(Source data)
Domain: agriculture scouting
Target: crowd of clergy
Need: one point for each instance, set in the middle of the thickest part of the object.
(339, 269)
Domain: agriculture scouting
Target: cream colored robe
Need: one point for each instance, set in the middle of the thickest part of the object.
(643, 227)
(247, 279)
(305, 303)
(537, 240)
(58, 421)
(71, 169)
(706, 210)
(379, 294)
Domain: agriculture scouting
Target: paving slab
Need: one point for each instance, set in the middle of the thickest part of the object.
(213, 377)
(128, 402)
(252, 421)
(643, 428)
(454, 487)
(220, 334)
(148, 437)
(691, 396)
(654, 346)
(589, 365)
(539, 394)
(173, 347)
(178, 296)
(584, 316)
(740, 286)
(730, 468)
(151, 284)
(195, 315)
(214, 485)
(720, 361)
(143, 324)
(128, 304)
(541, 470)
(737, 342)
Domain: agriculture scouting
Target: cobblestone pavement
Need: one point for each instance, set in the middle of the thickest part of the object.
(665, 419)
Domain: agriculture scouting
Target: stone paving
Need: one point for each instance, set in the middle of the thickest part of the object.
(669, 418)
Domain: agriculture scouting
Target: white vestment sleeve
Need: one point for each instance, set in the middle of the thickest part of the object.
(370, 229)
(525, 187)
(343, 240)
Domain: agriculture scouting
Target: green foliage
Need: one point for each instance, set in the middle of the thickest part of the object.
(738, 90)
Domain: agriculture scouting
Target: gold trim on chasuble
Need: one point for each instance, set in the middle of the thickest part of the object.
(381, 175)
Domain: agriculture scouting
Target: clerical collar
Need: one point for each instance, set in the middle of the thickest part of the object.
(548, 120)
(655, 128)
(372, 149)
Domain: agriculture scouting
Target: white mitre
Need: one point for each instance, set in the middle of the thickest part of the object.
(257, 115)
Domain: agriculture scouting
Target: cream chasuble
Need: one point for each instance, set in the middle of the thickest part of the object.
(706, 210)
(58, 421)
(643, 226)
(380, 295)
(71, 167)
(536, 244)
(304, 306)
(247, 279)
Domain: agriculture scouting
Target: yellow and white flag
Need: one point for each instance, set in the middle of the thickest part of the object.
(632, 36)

**Required work:** Output every line above without altering anything.

**Exercise response:**
Domain: agriculture scouting
Target: crowd of clergy
Need: one point for each instance, set in the middle of the thickest part of the object.
(339, 269)
Domain: agriculture scouting
Target: cream colored robe
Need: one point for each instance, set in the middle of the thickest part of the object.
(643, 227)
(247, 279)
(305, 303)
(537, 240)
(58, 421)
(71, 169)
(706, 210)
(379, 294)
Domain: agriculture scouting
Target: paving slab
Need: one point for each instance, set in the middle of the thickest part of the object.
(213, 377)
(128, 402)
(252, 421)
(643, 428)
(454, 487)
(220, 334)
(148, 437)
(691, 396)
(654, 346)
(589, 365)
(539, 394)
(173, 347)
(178, 296)
(584, 316)
(740, 286)
(730, 468)
(151, 284)
(195, 315)
(214, 485)
(720, 361)
(143, 324)
(128, 304)
(541, 470)
(737, 342)
Domain: agriculture scouting
Target: cobblestone pavement
Need: one point for each instance, set in the middle of the thickest part of the object.
(665, 419)
Domain: agriculture scouting
Target: stone paving
Need: one point for each instance, set in the middle of the thickest part of the object.
(669, 418)
Domain: agriculture scouting
Target: white vestment sleeve
Need: one point for each instance, set in the middle of the thickest part of the object.
(370, 229)
(525, 187)
(343, 240)
Domain: agriculture scouting
Target: green foliage
Need: one point for each instance, set in the middle of the thickest part of the object.
(738, 90)
Domain: agriculture scouting
Target: gold trim on chasuble
Need: one point for each instance, set in the middle of the thickest part of the object.
(381, 175)
Domain: agriculture scouting
Target: clerical collar
Need: one point for each instance, set in the middle of the thickest part of the object.
(548, 120)
(655, 128)
(372, 149)
Domain: agriculture scouting
Target: white mitre
Need: one point for each instance, set in the middle of the thickest part of the object.
(257, 115)
Domain: agriculture scouting
Target: cream chasuble
Need: one point for each instance, set in the middle of the thickest part of the object.
(706, 210)
(58, 421)
(643, 226)
(380, 295)
(71, 167)
(536, 244)
(304, 306)
(247, 279)
Domain: agriculture scouting
Target: yellow and white flag
Need: one point for each instance, set in the middle of the thickest part of the object.
(632, 36)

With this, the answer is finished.